--- Soal Tertulis A ---
Menurut teks tentang Kaliwungu, kecamatan ini berada di kabupaten dan provinsi mana?
--- Soal Tertulis B ---
Berdasarkan teks tentang Kaliwungu, jelaskan mengapa Kaliwungu terkenal dengan sebutan kota santri.

--- Dokumen ---
==============================
Kaliwungu adalah sebuah kecamatan di Kabupaten
Kendal, Provinsi Jawa Tengah, Indonesia. Kecamatan ini berbatasan langsung
dengan Semarang, tepatnya di sebelah barat Kota Semarang, Indonesia.
Kaliwungu terkenal dengan sebutan kota santri
dikarenakan di kecamatan tersebut terdapat puluhan pondok pesantren. Pemberian
nama Kaliwungu diambil dari peristiwa seorang guru (Sunan Katong) dan muridnya
(Pakuwojo) yang berkelahi di dekat sungai karena perbedaan prinsip. Dari
pertengkaran itu terjadi pertumpahan darah yang menurut cerita, Sunan Katong
berdarah biru dan Pakuwojo berdarah merah, keduanya wafat dalam perkelahian itu
dan darahnya mengalir di sungai sehingga berubah menjadi ungu.
==============================
--- Data Ditampilkan ---
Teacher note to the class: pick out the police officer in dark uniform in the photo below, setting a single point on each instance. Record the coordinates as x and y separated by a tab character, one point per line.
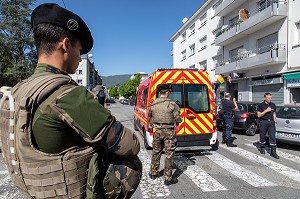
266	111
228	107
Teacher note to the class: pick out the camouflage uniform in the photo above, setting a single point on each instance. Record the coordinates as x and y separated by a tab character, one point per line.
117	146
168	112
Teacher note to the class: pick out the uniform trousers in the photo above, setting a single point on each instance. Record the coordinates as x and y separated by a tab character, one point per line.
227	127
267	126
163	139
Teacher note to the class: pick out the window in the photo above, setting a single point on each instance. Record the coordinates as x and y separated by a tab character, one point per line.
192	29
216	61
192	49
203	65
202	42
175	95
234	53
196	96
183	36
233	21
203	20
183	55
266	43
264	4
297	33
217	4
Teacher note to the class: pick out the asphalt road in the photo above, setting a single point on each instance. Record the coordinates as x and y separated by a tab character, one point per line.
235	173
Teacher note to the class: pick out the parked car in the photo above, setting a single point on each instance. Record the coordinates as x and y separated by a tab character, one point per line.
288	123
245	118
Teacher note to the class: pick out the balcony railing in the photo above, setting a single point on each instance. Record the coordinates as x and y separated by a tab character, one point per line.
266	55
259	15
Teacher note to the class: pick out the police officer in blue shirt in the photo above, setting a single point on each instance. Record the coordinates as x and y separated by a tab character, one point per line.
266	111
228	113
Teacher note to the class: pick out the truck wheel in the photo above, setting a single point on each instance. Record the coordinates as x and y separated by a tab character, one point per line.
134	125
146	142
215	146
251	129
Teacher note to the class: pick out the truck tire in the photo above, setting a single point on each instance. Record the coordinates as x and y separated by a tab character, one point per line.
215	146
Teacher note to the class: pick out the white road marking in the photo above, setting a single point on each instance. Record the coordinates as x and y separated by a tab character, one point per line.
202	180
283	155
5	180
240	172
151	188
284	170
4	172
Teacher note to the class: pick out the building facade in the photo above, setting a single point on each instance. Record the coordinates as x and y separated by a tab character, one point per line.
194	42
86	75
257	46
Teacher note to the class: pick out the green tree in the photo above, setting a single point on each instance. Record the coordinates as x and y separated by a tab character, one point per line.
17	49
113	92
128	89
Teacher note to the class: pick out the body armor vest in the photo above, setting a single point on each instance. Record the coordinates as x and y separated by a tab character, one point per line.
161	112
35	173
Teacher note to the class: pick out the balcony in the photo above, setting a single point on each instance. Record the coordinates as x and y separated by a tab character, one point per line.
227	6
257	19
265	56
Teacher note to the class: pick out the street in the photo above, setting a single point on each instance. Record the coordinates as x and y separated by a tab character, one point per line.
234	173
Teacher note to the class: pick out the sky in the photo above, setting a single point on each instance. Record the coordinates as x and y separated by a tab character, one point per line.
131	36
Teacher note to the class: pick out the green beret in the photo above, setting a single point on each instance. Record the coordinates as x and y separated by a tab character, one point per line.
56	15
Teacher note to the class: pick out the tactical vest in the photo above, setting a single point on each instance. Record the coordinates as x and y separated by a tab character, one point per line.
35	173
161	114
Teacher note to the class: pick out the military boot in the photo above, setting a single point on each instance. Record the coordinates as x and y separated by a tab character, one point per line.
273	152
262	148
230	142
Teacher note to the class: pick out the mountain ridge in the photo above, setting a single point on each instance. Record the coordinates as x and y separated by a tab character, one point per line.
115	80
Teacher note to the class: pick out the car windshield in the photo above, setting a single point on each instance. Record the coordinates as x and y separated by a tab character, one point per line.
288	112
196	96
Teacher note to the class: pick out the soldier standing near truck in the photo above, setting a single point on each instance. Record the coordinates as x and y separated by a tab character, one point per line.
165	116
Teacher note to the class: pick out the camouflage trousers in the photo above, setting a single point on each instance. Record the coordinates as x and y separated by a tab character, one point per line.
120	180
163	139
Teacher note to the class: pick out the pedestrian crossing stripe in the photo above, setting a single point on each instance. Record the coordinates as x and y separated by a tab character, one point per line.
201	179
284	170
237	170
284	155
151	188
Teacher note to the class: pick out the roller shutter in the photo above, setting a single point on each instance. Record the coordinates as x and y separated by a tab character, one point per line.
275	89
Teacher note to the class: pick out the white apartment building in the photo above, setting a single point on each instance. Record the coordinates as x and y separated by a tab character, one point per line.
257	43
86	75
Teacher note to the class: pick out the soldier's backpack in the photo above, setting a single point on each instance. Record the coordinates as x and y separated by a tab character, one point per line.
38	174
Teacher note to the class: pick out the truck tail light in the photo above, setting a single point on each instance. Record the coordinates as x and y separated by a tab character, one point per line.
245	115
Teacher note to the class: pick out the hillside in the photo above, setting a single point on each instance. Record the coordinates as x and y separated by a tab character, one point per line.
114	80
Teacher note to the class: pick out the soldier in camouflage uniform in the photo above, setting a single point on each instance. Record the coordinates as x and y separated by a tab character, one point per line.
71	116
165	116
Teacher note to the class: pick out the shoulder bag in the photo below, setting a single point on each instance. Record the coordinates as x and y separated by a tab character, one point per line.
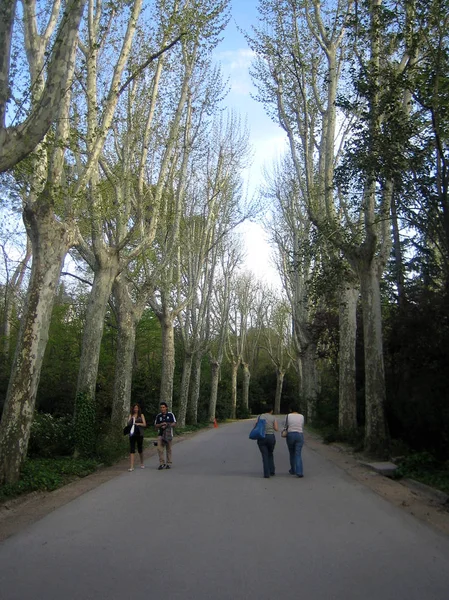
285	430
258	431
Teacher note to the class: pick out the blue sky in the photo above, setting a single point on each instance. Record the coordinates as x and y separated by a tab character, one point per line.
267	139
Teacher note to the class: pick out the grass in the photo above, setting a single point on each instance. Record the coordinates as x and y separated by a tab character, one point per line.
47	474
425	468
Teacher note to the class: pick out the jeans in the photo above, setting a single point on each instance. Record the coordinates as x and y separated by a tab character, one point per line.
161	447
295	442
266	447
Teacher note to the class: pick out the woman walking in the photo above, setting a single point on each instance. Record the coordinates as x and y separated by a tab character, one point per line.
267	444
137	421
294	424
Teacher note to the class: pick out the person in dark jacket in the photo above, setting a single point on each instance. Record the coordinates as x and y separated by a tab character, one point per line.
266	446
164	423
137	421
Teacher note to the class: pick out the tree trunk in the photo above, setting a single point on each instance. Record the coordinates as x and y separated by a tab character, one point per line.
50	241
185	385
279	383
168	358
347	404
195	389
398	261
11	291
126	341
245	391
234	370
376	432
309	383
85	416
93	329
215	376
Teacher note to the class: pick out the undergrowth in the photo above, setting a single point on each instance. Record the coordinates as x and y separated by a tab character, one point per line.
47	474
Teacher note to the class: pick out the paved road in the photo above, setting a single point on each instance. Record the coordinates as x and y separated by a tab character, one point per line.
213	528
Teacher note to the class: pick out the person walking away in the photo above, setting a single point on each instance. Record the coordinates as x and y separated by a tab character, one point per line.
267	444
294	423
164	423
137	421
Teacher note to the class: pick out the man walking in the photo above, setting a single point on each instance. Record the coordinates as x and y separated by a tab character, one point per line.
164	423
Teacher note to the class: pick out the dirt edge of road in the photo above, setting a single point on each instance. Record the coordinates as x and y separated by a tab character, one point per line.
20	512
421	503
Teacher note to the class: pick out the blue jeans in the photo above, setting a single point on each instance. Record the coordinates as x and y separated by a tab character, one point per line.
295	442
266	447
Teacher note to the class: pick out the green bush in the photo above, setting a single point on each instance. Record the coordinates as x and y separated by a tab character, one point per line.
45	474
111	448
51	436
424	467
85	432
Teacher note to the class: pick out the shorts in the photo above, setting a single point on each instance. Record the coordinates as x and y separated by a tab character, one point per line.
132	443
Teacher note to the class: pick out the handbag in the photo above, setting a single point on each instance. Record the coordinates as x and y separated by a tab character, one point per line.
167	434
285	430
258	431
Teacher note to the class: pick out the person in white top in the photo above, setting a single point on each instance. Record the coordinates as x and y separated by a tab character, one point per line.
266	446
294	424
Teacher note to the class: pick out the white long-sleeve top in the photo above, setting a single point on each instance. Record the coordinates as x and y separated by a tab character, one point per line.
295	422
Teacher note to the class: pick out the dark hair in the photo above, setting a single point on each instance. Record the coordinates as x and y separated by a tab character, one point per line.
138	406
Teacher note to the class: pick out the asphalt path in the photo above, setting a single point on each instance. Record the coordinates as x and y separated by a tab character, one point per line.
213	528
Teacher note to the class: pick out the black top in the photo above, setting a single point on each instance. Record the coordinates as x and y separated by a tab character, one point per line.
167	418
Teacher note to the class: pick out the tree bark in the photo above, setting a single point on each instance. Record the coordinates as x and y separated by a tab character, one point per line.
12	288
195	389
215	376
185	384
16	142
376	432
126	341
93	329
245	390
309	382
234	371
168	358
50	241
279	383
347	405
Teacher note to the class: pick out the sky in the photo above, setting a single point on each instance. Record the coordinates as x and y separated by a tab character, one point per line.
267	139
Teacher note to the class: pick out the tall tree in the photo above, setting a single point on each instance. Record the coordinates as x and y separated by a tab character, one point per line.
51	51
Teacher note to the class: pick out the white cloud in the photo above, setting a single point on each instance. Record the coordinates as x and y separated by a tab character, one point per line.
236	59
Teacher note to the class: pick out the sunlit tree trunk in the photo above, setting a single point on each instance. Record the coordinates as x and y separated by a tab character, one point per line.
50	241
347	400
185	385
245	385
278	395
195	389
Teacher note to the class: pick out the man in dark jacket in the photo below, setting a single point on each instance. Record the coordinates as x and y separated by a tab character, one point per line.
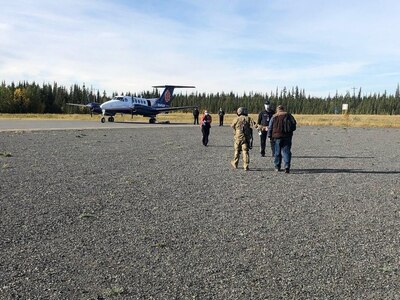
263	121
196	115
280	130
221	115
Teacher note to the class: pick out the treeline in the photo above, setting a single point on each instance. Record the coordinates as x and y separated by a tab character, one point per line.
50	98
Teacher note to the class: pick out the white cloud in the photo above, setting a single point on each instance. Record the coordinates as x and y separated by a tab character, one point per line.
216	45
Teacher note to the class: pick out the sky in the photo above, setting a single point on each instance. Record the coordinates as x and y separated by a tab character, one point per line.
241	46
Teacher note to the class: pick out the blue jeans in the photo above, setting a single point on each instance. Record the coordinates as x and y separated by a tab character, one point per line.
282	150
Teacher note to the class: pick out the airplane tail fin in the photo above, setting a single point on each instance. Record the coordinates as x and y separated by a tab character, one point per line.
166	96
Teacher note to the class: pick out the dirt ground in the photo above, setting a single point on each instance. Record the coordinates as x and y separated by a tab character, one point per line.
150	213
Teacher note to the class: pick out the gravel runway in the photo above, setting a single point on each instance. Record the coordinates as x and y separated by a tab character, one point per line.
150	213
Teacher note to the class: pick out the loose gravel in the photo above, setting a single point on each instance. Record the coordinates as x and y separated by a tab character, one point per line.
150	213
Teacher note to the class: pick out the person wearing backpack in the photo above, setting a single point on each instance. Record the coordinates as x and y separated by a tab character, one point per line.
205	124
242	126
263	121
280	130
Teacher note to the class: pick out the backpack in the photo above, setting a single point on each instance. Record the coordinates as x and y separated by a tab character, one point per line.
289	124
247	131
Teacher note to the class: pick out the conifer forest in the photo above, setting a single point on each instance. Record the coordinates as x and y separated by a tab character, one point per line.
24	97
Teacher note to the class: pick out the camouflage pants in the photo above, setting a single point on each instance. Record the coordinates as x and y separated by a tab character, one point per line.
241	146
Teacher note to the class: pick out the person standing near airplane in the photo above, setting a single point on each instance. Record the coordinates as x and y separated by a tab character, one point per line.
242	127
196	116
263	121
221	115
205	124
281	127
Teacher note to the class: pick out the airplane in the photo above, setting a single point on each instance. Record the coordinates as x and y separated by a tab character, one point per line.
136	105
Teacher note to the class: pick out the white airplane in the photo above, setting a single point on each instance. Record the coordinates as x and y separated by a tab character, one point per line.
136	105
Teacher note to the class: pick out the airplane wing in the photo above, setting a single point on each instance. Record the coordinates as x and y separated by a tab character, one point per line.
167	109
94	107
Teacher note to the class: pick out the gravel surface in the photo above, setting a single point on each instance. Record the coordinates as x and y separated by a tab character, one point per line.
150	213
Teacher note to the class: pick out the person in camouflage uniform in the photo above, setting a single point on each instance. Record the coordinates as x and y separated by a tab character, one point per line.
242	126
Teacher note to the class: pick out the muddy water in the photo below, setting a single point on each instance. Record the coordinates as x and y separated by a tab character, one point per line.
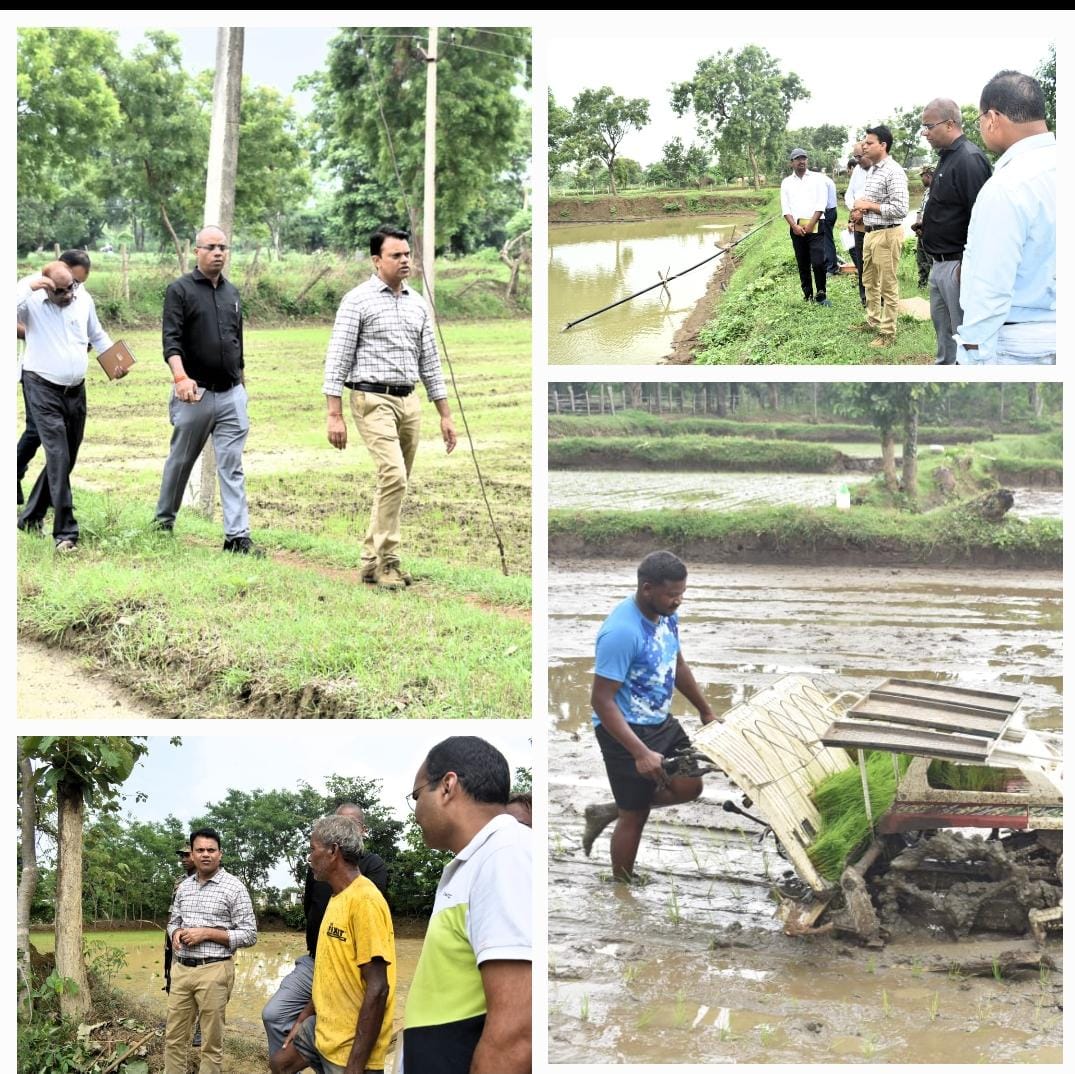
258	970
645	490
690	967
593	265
==============================
--- Jawaban A ---
Kabupaten Kendal, Provinsi Jawa Tengah.

--- Jawaban B ---
Kaliwungu dijuluki kota santri karena di kecamatan tersebut terdapat puluhan pondok pesantren.